▼
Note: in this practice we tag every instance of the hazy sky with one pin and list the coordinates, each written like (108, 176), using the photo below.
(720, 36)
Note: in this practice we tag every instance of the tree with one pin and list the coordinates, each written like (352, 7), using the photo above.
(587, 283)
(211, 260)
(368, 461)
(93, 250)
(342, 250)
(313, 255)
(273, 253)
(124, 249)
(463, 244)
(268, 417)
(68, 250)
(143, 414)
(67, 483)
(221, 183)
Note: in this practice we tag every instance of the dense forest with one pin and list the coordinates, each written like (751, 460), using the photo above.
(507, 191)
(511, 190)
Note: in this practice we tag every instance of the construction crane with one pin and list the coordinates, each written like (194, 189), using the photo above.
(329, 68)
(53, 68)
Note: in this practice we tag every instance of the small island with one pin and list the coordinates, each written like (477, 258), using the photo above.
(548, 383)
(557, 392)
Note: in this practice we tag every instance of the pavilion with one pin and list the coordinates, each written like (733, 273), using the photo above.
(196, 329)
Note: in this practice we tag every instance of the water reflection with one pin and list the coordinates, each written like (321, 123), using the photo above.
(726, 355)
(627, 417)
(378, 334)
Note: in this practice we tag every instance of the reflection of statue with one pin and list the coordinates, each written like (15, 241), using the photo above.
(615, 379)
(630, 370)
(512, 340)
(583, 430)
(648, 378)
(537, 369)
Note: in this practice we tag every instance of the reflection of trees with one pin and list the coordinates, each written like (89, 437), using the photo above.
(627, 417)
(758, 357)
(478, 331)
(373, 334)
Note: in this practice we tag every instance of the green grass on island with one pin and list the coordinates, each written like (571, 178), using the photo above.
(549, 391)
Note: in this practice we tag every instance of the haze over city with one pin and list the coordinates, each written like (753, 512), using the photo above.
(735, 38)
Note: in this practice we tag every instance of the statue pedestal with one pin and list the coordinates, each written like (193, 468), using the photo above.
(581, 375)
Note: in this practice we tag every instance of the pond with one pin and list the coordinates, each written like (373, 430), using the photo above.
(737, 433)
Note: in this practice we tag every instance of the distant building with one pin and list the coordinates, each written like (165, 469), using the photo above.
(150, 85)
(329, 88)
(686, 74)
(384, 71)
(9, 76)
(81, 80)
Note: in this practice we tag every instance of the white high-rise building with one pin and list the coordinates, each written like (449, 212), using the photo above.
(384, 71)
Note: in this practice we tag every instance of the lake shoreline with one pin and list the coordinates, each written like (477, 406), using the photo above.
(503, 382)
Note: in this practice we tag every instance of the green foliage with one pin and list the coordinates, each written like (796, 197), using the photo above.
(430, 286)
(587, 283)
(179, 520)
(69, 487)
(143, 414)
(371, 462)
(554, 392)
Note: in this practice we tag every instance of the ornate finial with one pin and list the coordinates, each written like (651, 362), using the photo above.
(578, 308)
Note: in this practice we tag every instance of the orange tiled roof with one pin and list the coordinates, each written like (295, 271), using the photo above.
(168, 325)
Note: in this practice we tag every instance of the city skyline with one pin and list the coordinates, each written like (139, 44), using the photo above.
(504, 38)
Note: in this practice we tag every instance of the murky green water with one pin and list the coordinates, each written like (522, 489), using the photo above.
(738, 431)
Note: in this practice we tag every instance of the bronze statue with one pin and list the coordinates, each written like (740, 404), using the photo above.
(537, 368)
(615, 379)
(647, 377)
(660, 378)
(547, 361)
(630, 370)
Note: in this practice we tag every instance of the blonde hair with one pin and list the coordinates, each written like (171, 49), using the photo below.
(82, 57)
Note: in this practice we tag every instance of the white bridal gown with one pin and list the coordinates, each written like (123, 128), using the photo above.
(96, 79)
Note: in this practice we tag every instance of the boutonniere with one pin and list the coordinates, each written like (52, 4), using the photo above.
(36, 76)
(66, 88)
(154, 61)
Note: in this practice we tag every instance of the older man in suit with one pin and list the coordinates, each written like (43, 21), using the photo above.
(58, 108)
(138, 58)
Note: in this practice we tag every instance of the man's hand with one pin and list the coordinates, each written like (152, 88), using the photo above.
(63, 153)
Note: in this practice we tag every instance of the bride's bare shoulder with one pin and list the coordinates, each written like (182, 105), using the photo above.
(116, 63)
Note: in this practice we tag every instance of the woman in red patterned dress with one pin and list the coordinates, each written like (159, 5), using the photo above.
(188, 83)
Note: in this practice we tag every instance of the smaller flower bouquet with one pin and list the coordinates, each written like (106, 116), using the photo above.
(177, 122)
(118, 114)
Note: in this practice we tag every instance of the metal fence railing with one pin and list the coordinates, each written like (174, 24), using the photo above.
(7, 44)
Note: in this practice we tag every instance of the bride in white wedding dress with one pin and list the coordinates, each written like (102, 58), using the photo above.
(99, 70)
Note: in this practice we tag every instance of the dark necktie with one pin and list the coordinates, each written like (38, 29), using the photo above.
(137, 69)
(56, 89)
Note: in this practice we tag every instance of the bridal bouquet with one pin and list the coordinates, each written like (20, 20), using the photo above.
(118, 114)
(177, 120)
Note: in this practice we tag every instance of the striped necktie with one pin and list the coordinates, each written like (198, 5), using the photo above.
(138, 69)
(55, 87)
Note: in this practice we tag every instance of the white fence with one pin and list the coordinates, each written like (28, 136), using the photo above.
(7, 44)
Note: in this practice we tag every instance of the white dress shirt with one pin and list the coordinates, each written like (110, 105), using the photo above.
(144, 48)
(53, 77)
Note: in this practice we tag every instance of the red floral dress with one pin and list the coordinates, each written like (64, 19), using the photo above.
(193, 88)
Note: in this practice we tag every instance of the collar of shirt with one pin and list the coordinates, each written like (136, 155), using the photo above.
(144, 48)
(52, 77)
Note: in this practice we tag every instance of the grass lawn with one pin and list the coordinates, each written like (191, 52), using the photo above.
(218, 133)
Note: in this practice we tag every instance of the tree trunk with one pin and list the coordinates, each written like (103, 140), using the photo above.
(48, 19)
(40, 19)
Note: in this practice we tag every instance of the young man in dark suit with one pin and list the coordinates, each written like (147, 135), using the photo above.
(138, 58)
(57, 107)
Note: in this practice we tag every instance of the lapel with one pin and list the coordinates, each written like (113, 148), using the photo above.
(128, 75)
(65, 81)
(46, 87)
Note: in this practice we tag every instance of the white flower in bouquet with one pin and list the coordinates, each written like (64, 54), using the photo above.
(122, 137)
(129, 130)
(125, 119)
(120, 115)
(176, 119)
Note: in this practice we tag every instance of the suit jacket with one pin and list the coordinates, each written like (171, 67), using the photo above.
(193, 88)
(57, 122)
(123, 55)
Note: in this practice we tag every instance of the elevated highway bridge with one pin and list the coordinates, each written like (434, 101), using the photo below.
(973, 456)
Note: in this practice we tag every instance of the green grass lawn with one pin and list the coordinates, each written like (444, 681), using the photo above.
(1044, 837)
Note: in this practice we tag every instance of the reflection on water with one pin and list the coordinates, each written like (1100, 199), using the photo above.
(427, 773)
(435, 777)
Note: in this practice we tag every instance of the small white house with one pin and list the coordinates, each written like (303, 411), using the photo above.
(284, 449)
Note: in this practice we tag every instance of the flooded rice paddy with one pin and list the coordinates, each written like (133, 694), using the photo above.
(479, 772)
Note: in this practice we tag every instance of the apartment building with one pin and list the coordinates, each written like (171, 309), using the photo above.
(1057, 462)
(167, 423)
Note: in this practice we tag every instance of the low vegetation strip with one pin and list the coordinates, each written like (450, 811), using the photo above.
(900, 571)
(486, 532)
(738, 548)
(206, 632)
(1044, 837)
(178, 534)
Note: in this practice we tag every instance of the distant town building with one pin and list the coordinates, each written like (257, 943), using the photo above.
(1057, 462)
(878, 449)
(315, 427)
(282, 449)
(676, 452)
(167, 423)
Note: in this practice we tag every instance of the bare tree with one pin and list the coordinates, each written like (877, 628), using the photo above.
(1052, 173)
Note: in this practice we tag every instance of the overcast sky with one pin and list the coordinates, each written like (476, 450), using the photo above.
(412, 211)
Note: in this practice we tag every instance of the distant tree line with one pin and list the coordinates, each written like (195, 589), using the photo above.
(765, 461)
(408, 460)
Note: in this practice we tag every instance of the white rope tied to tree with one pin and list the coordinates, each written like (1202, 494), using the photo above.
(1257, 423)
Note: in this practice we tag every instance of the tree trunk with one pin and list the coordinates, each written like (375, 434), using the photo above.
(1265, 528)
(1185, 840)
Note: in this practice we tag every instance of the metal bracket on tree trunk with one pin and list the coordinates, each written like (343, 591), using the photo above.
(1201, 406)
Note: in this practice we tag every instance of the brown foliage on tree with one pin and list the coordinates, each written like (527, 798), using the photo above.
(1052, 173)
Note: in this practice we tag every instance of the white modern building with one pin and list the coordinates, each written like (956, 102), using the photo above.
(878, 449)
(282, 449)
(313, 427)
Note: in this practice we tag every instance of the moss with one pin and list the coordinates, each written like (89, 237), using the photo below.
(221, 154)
▲
§ SHORT PROBLEM
Extract the closing run of lines, starting with the one containing "591), using the photo above." and ending at the last, exactly as written.

§ EXERCISE RESULT
Note: in this practice we tag every instance of the metal bracket on tree trunk with one pin and list the coordinates, each written like (343, 591), using the photo above.
(1201, 406)
Note: in this practice we tag every instance of the brown foliage on tree with one pin and list the coordinates, each written like (527, 798), using the photo above.
(1052, 173)
Note: in this practice we tag every instance of the white modern building with one pin and list the coordinates, each written like (956, 102), using the photo above.
(878, 449)
(282, 449)
(313, 427)
Note: in this practice we tag every instance of the moss with one pin and list the coordinates, each written like (89, 237), using the photo below.
(221, 154)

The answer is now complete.